Goal of the exercise:
Omit the pictures, then write out every entry exactly as it reads.

Dataset excerpts:
%%

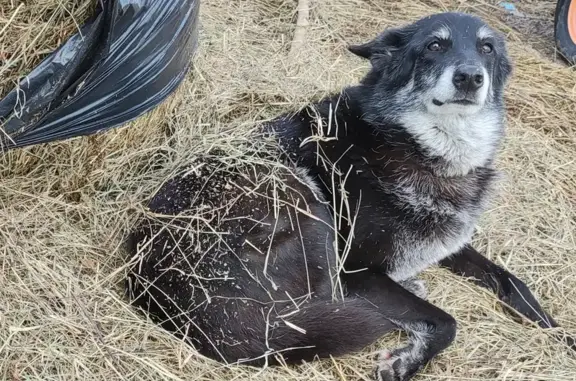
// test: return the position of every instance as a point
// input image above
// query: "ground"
(64, 207)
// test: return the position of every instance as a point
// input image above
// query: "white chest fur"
(441, 225)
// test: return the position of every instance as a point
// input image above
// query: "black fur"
(401, 202)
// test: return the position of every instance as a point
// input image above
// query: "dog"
(382, 180)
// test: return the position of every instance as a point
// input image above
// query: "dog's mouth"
(462, 102)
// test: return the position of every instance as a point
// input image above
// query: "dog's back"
(224, 256)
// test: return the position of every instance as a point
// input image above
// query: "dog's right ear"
(386, 44)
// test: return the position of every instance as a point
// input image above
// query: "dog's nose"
(468, 78)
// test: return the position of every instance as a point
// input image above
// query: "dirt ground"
(64, 207)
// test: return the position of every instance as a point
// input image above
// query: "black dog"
(405, 161)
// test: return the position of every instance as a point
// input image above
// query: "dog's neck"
(460, 143)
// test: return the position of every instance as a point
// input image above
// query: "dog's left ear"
(385, 44)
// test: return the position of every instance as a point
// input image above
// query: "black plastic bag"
(125, 60)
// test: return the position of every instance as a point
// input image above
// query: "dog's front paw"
(416, 286)
(395, 366)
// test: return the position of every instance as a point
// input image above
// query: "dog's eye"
(487, 48)
(434, 46)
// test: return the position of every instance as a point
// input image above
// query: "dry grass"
(64, 207)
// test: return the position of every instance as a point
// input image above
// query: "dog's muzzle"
(468, 78)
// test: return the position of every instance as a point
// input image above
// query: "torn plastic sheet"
(125, 60)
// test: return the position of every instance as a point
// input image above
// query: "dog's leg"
(430, 329)
(511, 290)
(324, 328)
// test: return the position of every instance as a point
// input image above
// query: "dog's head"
(448, 63)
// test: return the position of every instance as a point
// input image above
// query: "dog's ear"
(504, 68)
(390, 41)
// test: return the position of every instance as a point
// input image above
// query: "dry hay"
(64, 207)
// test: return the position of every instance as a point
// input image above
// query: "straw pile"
(65, 207)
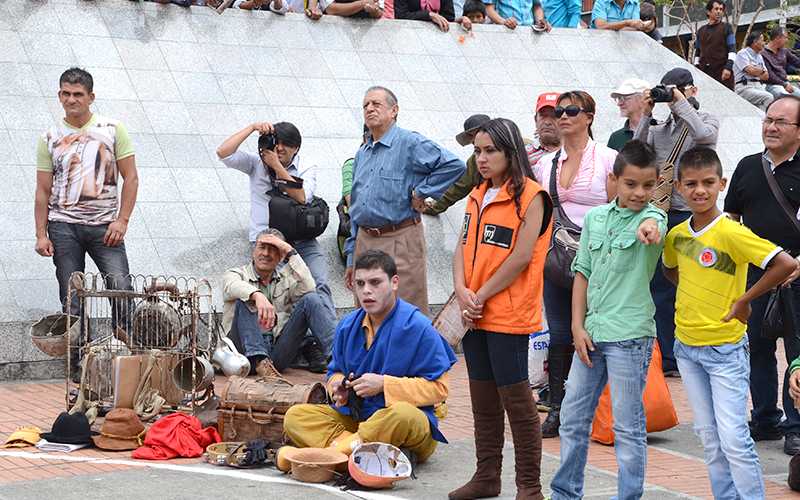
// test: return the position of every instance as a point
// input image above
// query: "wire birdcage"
(162, 324)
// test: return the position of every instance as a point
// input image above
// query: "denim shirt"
(386, 171)
(619, 269)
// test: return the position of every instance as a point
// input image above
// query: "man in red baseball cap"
(546, 130)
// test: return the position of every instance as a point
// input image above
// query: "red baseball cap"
(547, 99)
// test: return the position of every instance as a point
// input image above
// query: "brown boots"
(526, 433)
(487, 412)
(488, 402)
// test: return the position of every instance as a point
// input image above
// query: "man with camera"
(750, 72)
(280, 186)
(685, 127)
(393, 173)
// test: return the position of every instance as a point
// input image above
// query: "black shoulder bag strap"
(778, 194)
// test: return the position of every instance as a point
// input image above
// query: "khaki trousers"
(402, 425)
(407, 248)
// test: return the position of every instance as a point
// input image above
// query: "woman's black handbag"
(297, 221)
(779, 316)
(565, 240)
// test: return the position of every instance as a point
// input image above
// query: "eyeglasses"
(778, 123)
(572, 111)
(619, 98)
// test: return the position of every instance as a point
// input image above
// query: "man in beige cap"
(628, 96)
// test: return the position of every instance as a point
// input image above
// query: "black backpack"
(297, 221)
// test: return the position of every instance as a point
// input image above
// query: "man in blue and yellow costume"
(388, 378)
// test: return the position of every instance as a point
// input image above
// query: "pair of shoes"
(265, 368)
(761, 433)
(791, 444)
(316, 358)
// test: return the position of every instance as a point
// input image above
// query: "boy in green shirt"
(612, 324)
(707, 257)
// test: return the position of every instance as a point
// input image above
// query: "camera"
(662, 93)
(267, 141)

%%

Answer in full:
// test: return the position of every instance as a point
// input image above
// query: "ground"
(64, 207)
// test: return the position of every instance as a point
// input image above
// query: "white chest fur"
(441, 225)
// test: return the position of every instance as a point
// input image above
// query: "black fur"
(401, 202)
// test: return the position of every instance as a point
// input image above
// query: "dog"
(382, 180)
// test: return the position of every instance as a point
// input image above
// query: "dog's mouth"
(462, 102)
// test: return the position of every instance as a point
// input image above
// query: "dog's back"
(224, 256)
// test: return the position of every instance as a point
// input image above
// query: "dog's right ear"
(386, 44)
// test: return the position of every instance as a point
// input image above
// query: "dog's nose"
(468, 78)
// test: return the position of every instance as a point
// input image above
// query: "dirt ground"
(64, 207)
// test: return the position of every instance as a point
// input image above
// query: "black dog"
(405, 161)
// test: return the position of every instance as a point
// input image above
// query: "dog's neck"
(460, 143)
// test: return the position of every instance as a point
// input image above
// query: "dog's left ear"
(385, 44)
// test: return the position of every instance as a point
// input image above
// query: "black plastic bag"
(125, 60)
// test: return the position of every instance as a point
// input image above
// query: "dog's front paw"
(416, 286)
(395, 366)
// test: return the position of every instance as a point
// input image above
// query: "dog's eye"
(487, 48)
(434, 46)
// test: return the position of every instance as a point
// input image above
// query: "dry grass"
(64, 207)
// test: return the position of every instance as a point
// input image above
// query: "dog's muzzle"
(468, 78)
// test: return the position of every instance as a point
// input image above
// query: "torn plastic sheet"
(125, 60)
// test: return the position of every instance as a point
// input image above
// query: "dog's leg"
(430, 329)
(511, 290)
(324, 328)
// test: return the position of every instance as a point
// input image above
// query: "dog's head"
(448, 63)
// test: return the position of every instance as a point
// input image above
// query: "dog's ear"
(504, 68)
(390, 41)
// test: return the position of every instance as a point
// input image above
// query: "dry hay"
(64, 207)
// test: return the position of every instance as a point
// input image above
// query: "straw pile"
(65, 207)
// test: return the position of every instance as a point
// input image above
// query: "wire birdcage"
(162, 324)
// test: return the position of every instance as a point
// input image above
// query: "denim shirt"
(386, 171)
(619, 269)
// test: return the position of every instance as a point
// input image above
// query: "man in red baseball cap"
(546, 130)
// test: return the position of every instance as a point
// input image above
// query: "red baseball cap"
(547, 99)
// test: return the position of every instance as a point
// input image above
// query: "brown boots"
(526, 433)
(487, 412)
(488, 402)
// test: return the position of every instance as a point
// input image above
// query: "man with camera"
(750, 72)
(280, 186)
(685, 127)
(393, 173)
// test: return the position of every instance as a point
// input image above
// query: "black shoulder bag strap"
(778, 194)
// test: return the position of every instance as a point
// input image above
// query: "khaki trousers"
(402, 425)
(407, 248)
// test: return the position of every instance as a point
// input image above
// query: "woman's black handbag"
(297, 221)
(779, 316)
(565, 240)
// test: return the position of every instance as a point
// input image above
// query: "eyeglasses"
(778, 123)
(572, 111)
(619, 98)
// test: return the position of every instance as a point
// input image above
// query: "man in beige cap"
(628, 96)
// test: return the position of every instance as a point
// input image above
// query: "black backpack"
(297, 221)
// test: return the position of every instance as a point
// input image above
// query: "man in blue and yellow costume"
(388, 378)
// test: return the position of every instance as a point
// input image above
// query: "pair of shoes"
(265, 368)
(761, 433)
(791, 444)
(316, 358)
// test: return the position of every instance as a point
// input image above
// query: "boy in green shirt"
(612, 324)
(707, 257)
// test: return the position of every instance as a point
// input image above
// query: "camera"
(662, 93)
(267, 141)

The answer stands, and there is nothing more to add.